- REQUIREMENTS
Reproduce the records below with "child's arm" swapped for "child's hand" wherever it occurs, and leave every other character as it is.
■ ■ ■ ■
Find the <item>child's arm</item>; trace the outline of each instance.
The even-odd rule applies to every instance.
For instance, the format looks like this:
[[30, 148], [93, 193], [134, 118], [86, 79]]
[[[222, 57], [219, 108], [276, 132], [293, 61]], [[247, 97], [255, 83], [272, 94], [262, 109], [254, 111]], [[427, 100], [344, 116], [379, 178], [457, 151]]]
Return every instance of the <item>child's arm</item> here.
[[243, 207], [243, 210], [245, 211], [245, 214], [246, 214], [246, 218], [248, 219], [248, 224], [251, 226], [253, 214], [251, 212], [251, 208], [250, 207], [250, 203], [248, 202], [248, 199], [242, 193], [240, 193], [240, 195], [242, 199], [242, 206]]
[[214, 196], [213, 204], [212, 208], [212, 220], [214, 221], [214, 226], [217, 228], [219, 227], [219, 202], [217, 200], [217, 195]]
■ ■ ■ ■
- SOLUTION FOR THIS PROBLEM
Find the <item>child's hand</item>; trace the outline of each instance.
The even-odd rule applies to every instance.
For instance, the format looks like this:
[[30, 148], [93, 193], [134, 118], [86, 79]]
[[[222, 57], [219, 108], [276, 132], [293, 61]], [[247, 97], [255, 83], [272, 94], [262, 109], [254, 111]], [[427, 100], [344, 116], [379, 178], [457, 151]]]
Return every instance of the <item>child's hand</item> here.
[[243, 207], [243, 210], [245, 211], [245, 214], [246, 214], [246, 218], [248, 219], [248, 224], [251, 226], [253, 214], [251, 212], [251, 208], [250, 207], [250, 203], [248, 202], [248, 199], [242, 193], [240, 193], [240, 195], [242, 199], [242, 206]]
[[214, 196], [213, 204], [212, 208], [212, 220], [214, 221], [214, 226], [217, 228], [219, 227], [219, 202], [217, 200], [217, 195]]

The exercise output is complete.